Short exercise. Recast the material below as a two-column CSV with columns named instruction and coordinates. Give one row per instruction, with its text in the first quoted field and all of its points in the second, line breaks replaced by spaces, and leave the pictures out.

Task data.
---*---

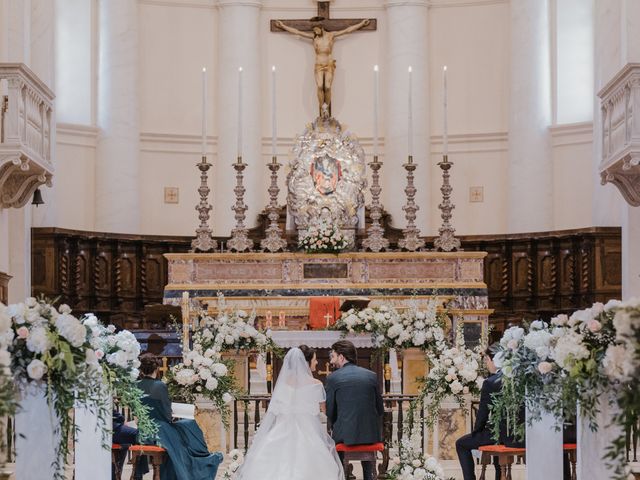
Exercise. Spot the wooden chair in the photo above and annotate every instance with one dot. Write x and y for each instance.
(157, 456)
(505, 456)
(360, 453)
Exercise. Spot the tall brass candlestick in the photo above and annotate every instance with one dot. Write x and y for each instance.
(204, 240)
(273, 241)
(375, 240)
(446, 241)
(239, 241)
(410, 235)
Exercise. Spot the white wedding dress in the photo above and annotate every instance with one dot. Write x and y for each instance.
(292, 443)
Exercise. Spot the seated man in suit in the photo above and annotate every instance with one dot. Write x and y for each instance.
(481, 433)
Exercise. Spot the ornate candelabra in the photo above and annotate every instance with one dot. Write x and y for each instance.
(410, 240)
(446, 241)
(239, 241)
(273, 241)
(204, 241)
(375, 240)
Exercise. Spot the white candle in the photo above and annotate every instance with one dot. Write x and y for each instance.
(445, 139)
(376, 89)
(240, 112)
(410, 123)
(273, 111)
(204, 112)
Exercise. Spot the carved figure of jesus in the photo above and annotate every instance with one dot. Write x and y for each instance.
(325, 64)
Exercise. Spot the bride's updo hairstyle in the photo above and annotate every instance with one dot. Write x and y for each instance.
(149, 364)
(308, 352)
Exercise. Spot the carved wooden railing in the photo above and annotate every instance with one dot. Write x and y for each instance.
(26, 128)
(527, 275)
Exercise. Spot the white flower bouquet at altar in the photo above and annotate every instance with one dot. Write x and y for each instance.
(117, 354)
(412, 463)
(454, 372)
(323, 238)
(51, 347)
(203, 372)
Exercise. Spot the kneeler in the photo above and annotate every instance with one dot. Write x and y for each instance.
(323, 312)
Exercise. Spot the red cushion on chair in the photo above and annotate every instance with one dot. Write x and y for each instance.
(501, 449)
(372, 447)
(146, 448)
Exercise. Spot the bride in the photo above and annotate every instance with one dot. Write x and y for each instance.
(292, 443)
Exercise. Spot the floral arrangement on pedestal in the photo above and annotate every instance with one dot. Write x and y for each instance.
(552, 367)
(412, 463)
(117, 354)
(51, 347)
(323, 238)
(454, 372)
(415, 328)
(621, 364)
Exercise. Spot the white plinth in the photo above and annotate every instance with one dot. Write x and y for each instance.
(592, 445)
(92, 460)
(544, 449)
(35, 436)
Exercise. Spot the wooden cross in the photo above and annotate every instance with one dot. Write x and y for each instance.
(323, 20)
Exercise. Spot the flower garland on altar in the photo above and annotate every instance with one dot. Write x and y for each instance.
(414, 328)
(203, 371)
(51, 348)
(323, 238)
(411, 463)
(117, 354)
(454, 372)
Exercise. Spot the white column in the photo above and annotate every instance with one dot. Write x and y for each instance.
(43, 50)
(36, 423)
(117, 154)
(239, 46)
(530, 167)
(407, 45)
(544, 449)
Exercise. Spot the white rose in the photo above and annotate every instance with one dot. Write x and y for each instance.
(36, 369)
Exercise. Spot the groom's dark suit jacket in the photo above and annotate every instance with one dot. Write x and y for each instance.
(354, 405)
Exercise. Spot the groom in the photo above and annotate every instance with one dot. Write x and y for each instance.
(354, 403)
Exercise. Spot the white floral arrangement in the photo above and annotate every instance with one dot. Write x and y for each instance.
(412, 463)
(323, 238)
(117, 355)
(7, 393)
(414, 328)
(454, 372)
(237, 458)
(51, 347)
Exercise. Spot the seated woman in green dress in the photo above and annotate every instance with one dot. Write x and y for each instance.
(188, 456)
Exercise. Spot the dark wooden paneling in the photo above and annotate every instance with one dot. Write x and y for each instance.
(528, 275)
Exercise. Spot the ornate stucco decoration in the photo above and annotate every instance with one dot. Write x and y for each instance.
(327, 178)
(620, 161)
(26, 124)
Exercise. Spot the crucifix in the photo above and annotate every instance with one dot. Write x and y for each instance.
(328, 317)
(322, 31)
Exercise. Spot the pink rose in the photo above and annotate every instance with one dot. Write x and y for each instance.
(594, 326)
(23, 332)
(545, 367)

---*---

Solution for this task.
instruction,coordinates
"Exercise. Spot the wooden chair in the photo above and annotate every instance with one dot. Write x and y for each instance.","(157, 456) (505, 456) (360, 453)"
"Exercise. Spot the tall brass candlestick in the photo above and annotate every instance with one dot. Write x and y for each instance.","(204, 240) (273, 241) (375, 240) (446, 241) (239, 241) (410, 235)"
"Exercise. Spot the white wedding dress in the photo above and annotate every instance with one dot. Write x and y for each instance.","(292, 443)"
"Exercise. Spot the seated man in suit in the photo above and annotate every instance with one dot. Write x and y for each instance.","(481, 433)"
"Exercise. Spot the ornate candelabra in the photo above and annotate every instance with one dot. Write x and y for each instance.","(410, 240) (446, 241) (239, 241) (273, 241) (204, 241) (375, 240)"
"Exercise. Spot the white candle in the photo above and annotate every instance with one dot. Write x and y for each instance.","(445, 139) (376, 89) (240, 112) (410, 123) (273, 111) (204, 112)"
"Exercise. Spot the carved figure of jesus in the photo above and annotate every instance with one dot. Write x and y for each instance.","(325, 64)"
"Exercise. Spot the bride's updo hairstyle in the photo above and annotate every instance with one dot. Write x and y for each instance.","(149, 364) (308, 352)"
"Exercise. Spot the carved wooden railing in the photo above and annotate every instance with one dot. Write x and y for each instance.","(26, 128) (527, 275)"
"Exercise. Spot the white flower bouquet at altar in the photo above and annotate every instance with one dot. Write x and y for each instance.","(117, 354) (412, 463) (454, 372) (323, 238) (51, 347) (203, 372)"
"Exercise. Spot the kneeler in the photo above and annotate every instance with one dot. Write x and y for each instance.","(323, 312)"
"Exercise. Spot the red cushion on chair in the photo above and annotate every instance with one dot. Write x and y for each instance.","(501, 449) (372, 447) (146, 448)"
"Exercise. Spot the bride in the photo above and annotate every instance with one dot. Write x and y for each instance.","(292, 443)"
"Exercise. Spot the floral arrangement on pedestal in the photo above and annotate every instance with one dot. Write x and y for each instance.","(552, 367) (412, 463) (117, 354) (51, 347) (323, 238) (454, 372) (415, 328) (621, 364)"
"Exercise. Spot the white plinth in the photo above and annotate every instance with one dot. Write x and y for each instance.","(592, 445) (92, 460) (544, 449) (35, 436)"
"Exercise. Spot the wooden cross in the photo above and annotate every instance with one dot. Write x and y for each instance.","(323, 20)"
"Exercise. Spot the flower garland on altar in the photo above and annotate every instance with one dot. Write x and y for each instance.","(414, 328) (203, 371) (51, 348) (323, 238) (411, 463) (117, 354) (454, 372)"
"Exercise. Spot the white column in the photo above and annotate every instance with one dot. Write x and y for each instance.","(43, 50) (36, 423) (117, 154) (239, 46) (530, 167) (407, 45) (544, 449)"
"Exercise. Spot the white rose in the photo above and annotate every instance with one dot. Write x and y for each instance.","(36, 369)"
"Exercise. Spot the groom's dark suit jacket in the photo above and annotate every instance with one dot. Write x and y for each instance.","(354, 405)"
"Exercise. Spot the groom in the photo above and annotate every instance with one dot. Write x and y for each instance.","(354, 403)"
"Exercise. Spot the white floral arrangement in the photo above and annotate every instance with one dot. Write x and y for each instance.","(412, 463) (323, 238) (117, 355) (7, 393) (414, 328) (454, 372) (237, 458) (51, 347)"
"Exercise. Spot the seated woman in green dress in the photo above and annotate every instance with one dot. Write x and y for each instance.","(188, 456)"
"Exercise. Spot the dark wooden paneling in the photo above and annotate every instance with one dot. Write x and y for each instance.","(528, 275)"
"Exercise. Spot the ornate stucco decoration in the photo above and annotate every instance with one dot. Write x and y for each instance.","(327, 178) (620, 161) (26, 124)"
"Exercise. Spot the crucifix in the photo above and annotate every instance with one dot. Write x and y for each instance.","(328, 317) (322, 31)"
"Exercise. Spot the pink rose in the photo above and annotate every instance with one dot. Write x and y for each instance.","(594, 326) (23, 332) (545, 367)"